▸ **Goal**
Copy all of the following material line for line, with no changes.

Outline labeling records
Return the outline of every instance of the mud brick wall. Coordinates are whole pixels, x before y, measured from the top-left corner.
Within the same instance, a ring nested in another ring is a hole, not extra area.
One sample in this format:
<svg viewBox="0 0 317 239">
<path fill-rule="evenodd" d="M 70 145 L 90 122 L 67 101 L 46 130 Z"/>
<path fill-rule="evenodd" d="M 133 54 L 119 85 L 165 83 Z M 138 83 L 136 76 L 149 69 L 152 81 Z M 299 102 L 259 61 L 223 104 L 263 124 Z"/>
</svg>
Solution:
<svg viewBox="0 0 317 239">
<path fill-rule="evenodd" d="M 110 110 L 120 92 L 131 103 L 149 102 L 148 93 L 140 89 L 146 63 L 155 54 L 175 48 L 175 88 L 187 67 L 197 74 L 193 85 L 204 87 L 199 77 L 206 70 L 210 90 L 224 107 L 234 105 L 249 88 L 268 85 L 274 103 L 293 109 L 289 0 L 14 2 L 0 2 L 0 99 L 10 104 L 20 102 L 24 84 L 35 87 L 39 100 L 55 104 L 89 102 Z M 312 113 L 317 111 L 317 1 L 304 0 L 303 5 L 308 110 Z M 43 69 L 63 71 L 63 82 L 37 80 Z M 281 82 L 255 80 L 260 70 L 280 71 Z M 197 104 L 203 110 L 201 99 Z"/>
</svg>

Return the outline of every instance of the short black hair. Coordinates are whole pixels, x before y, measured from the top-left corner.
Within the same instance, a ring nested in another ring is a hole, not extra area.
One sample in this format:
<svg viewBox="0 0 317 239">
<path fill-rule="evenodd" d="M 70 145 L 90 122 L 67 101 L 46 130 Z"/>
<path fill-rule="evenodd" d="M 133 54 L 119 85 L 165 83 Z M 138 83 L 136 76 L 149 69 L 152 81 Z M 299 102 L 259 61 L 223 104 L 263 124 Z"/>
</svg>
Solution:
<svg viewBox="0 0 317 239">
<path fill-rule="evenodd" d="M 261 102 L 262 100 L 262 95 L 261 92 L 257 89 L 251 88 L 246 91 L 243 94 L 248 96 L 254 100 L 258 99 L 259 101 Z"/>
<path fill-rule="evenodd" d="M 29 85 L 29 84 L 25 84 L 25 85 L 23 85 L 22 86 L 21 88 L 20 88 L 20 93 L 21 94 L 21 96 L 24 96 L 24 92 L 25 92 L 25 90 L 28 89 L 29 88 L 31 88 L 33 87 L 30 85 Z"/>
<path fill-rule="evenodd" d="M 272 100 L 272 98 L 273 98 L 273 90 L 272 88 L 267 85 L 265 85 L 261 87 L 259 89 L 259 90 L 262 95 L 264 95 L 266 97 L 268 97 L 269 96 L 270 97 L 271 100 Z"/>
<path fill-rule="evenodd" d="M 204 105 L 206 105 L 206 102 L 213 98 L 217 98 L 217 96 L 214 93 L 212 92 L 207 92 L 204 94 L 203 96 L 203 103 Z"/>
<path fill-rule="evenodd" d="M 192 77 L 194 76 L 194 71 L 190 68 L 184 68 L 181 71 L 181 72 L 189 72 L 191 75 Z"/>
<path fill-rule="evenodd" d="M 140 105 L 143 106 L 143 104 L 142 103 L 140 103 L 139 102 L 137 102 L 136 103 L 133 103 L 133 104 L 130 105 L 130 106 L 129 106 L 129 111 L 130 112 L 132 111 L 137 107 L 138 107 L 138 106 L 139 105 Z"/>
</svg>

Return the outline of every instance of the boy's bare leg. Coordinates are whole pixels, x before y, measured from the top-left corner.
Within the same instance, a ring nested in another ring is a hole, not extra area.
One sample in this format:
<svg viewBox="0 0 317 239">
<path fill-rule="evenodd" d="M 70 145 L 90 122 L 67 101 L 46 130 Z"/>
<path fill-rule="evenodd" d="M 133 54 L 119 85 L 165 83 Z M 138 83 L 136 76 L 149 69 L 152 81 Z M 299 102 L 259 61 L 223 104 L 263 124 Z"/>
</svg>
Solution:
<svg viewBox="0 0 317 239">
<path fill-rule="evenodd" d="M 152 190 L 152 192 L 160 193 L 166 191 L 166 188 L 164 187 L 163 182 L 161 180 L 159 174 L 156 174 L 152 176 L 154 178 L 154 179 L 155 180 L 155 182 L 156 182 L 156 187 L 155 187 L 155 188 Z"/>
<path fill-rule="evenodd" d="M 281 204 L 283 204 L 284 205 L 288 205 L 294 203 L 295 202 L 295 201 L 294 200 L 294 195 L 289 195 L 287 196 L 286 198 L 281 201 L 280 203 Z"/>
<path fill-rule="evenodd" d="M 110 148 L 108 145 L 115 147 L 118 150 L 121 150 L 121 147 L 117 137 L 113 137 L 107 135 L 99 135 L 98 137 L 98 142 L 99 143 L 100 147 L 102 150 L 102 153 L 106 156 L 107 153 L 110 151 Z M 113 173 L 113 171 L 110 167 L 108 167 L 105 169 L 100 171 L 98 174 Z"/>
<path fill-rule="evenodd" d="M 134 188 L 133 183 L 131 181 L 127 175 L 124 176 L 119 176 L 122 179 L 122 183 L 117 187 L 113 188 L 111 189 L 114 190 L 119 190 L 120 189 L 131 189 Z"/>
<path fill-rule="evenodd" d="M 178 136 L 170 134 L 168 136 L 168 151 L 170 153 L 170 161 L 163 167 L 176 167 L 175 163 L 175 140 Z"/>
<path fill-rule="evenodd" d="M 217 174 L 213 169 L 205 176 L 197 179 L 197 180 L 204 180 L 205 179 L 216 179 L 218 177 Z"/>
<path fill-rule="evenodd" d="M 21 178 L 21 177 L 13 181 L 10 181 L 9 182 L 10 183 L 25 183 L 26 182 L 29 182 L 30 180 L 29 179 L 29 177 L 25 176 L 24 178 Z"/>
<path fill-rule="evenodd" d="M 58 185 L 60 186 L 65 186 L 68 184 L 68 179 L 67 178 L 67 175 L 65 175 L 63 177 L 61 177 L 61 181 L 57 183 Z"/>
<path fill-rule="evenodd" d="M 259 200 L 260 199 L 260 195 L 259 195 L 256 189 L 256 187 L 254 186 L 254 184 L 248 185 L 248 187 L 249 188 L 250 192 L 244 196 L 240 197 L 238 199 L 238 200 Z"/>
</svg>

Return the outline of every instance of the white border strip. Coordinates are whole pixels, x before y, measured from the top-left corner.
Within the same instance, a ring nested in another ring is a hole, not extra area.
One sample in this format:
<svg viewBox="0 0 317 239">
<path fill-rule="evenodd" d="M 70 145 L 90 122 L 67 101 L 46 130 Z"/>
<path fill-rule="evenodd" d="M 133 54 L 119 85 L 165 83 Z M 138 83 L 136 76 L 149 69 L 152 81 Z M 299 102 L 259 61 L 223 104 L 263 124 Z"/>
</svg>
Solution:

▸ **Task solution**
Return the outline of every instance of the mud brick wall. Coordinates are whole pixels, x before y, measured from the top-left corner.
Within the same instance, a ring nested in another ring is a hole, not extra area.
One sample in this format:
<svg viewBox="0 0 317 239">
<path fill-rule="evenodd" d="M 70 145 L 90 122 L 67 101 L 46 130 Z"/>
<path fill-rule="evenodd" d="M 133 54 L 119 85 L 165 83 Z M 138 83 L 136 76 L 149 69 L 152 81 Z M 299 102 L 259 61 L 223 104 L 263 124 Z"/>
</svg>
Solution:
<svg viewBox="0 0 317 239">
<path fill-rule="evenodd" d="M 110 110 L 120 92 L 131 103 L 149 102 L 148 93 L 140 89 L 146 63 L 155 54 L 175 48 L 175 88 L 187 67 L 197 74 L 193 85 L 204 87 L 199 77 L 206 70 L 210 90 L 224 107 L 234 105 L 249 88 L 268 85 L 274 103 L 293 109 L 289 0 L 14 2 L 0 2 L 0 99 L 10 104 L 20 102 L 24 84 L 35 87 L 39 100 L 55 104 L 89 102 Z M 312 113 L 317 111 L 317 1 L 304 0 L 303 5 L 308 110 Z M 43 69 L 63 71 L 63 82 L 37 80 Z M 281 82 L 255 80 L 260 70 L 280 71 Z M 197 104 L 203 110 L 201 99 Z"/>
</svg>

Return the outline of every instance of the short black hair. Coordinates are whole pixels, x before y, measured from the top-left corner.
Within the same instance, a ring nested in another ring is a hole, not extra area.
One sample in this format:
<svg viewBox="0 0 317 239">
<path fill-rule="evenodd" d="M 70 145 L 90 122 L 67 101 L 46 130 Z"/>
<path fill-rule="evenodd" d="M 133 54 L 119 85 L 165 83 Z M 138 83 L 136 76 L 149 69 L 152 81 Z M 299 102 L 259 61 L 223 104 L 263 124 Z"/>
</svg>
Solution:
<svg viewBox="0 0 317 239">
<path fill-rule="evenodd" d="M 261 102 L 262 100 L 262 95 L 261 92 L 257 89 L 251 88 L 246 91 L 243 94 L 248 96 L 254 100 L 258 99 L 259 101 Z"/>
<path fill-rule="evenodd" d="M 29 85 L 29 84 L 25 84 L 25 85 L 23 85 L 22 86 L 21 88 L 20 88 L 20 93 L 21 94 L 21 96 L 24 96 L 24 92 L 25 92 L 25 90 L 28 89 L 29 88 L 31 88 L 33 87 L 30 85 Z"/>
<path fill-rule="evenodd" d="M 272 100 L 272 98 L 273 98 L 273 90 L 272 88 L 267 85 L 265 85 L 261 87 L 259 89 L 259 90 L 262 95 L 264 95 L 266 97 L 268 97 L 269 96 L 270 97 L 271 100 Z"/>
<path fill-rule="evenodd" d="M 204 105 L 206 105 L 206 102 L 213 98 L 217 98 L 217 96 L 214 93 L 212 92 L 207 92 L 204 94 L 203 96 L 203 103 Z"/>
<path fill-rule="evenodd" d="M 192 77 L 194 76 L 194 71 L 190 68 L 184 68 L 181 71 L 181 72 L 189 72 L 191 75 Z"/>
<path fill-rule="evenodd" d="M 140 105 L 143 106 L 143 104 L 142 103 L 140 103 L 139 102 L 137 102 L 136 103 L 133 103 L 133 104 L 130 105 L 130 106 L 129 106 L 129 111 L 130 112 L 132 111 L 137 107 L 138 107 L 138 106 L 139 105 Z"/>
</svg>

Return the outline of every instance of the boy's bare leg. Coordinates are whole pixels, x before y, measured from the top-left corner.
Within the same instance, a ring nested in another ring is a hole, not extra area.
One sample in this format:
<svg viewBox="0 0 317 239">
<path fill-rule="evenodd" d="M 70 145 L 90 122 L 67 101 L 46 130 Z"/>
<path fill-rule="evenodd" d="M 133 54 L 119 85 L 165 83 Z M 138 83 L 136 76 L 149 69 L 152 81 Z M 299 102 L 259 61 L 223 104 L 263 124 Z"/>
</svg>
Solution:
<svg viewBox="0 0 317 239">
<path fill-rule="evenodd" d="M 152 190 L 152 192 L 160 193 L 166 191 L 166 188 L 164 187 L 163 182 L 161 180 L 159 174 L 156 174 L 152 176 L 154 178 L 154 179 L 155 180 L 155 182 L 156 182 L 156 187 L 155 187 L 155 188 Z"/>
<path fill-rule="evenodd" d="M 281 204 L 283 204 L 284 205 L 288 205 L 294 203 L 295 202 L 295 201 L 294 200 L 294 195 L 289 195 L 287 196 L 286 198 L 281 201 L 280 203 Z"/>
<path fill-rule="evenodd" d="M 110 148 L 108 145 L 115 147 L 118 150 L 121 150 L 121 147 L 117 137 L 113 137 L 107 135 L 99 135 L 98 137 L 98 142 L 99 143 L 100 147 L 102 150 L 102 153 L 106 156 L 107 153 L 110 151 Z M 113 173 L 113 171 L 110 167 L 108 167 L 105 169 L 100 171 L 98 174 Z"/>
<path fill-rule="evenodd" d="M 134 188 L 133 183 L 131 181 L 127 175 L 124 176 L 119 176 L 122 179 L 122 183 L 117 187 L 113 188 L 111 189 L 114 190 L 119 190 L 120 189 L 131 189 Z"/>
<path fill-rule="evenodd" d="M 178 136 L 170 134 L 168 136 L 168 151 L 170 153 L 170 161 L 163 167 L 176 167 L 175 163 L 175 140 Z"/>
<path fill-rule="evenodd" d="M 217 174 L 213 169 L 205 176 L 197 179 L 197 180 L 204 180 L 205 179 L 216 179 L 218 177 Z"/>
<path fill-rule="evenodd" d="M 21 178 L 21 177 L 13 181 L 10 181 L 9 182 L 10 183 L 25 183 L 26 182 L 29 182 L 30 180 L 29 179 L 29 177 L 25 176 L 24 178 Z"/>
<path fill-rule="evenodd" d="M 58 185 L 60 186 L 65 186 L 68 184 L 68 179 L 67 178 L 67 175 L 65 175 L 63 177 L 61 177 L 61 181 L 57 183 Z"/>
<path fill-rule="evenodd" d="M 259 200 L 260 199 L 260 195 L 259 195 L 256 189 L 256 187 L 254 186 L 254 184 L 248 185 L 248 187 L 249 188 L 250 192 L 244 196 L 240 197 L 238 199 L 238 200 Z"/>
</svg>

Return the outline of every instance of the white border strip. Coordinates are whole pixels, x before y, measured from the top-left corner.
Within the same instance, a ring nested in another ring is a hole, not extra area.
One sample in this format:
<svg viewBox="0 0 317 239">
<path fill-rule="evenodd" d="M 70 145 L 90 122 L 67 101 L 46 130 Z"/>
<path fill-rule="evenodd" d="M 133 54 L 119 85 L 165 83 Z M 138 83 L 136 76 L 149 69 L 152 81 Z M 299 102 L 259 61 L 223 104 L 263 124 Z"/>
</svg>
Solution:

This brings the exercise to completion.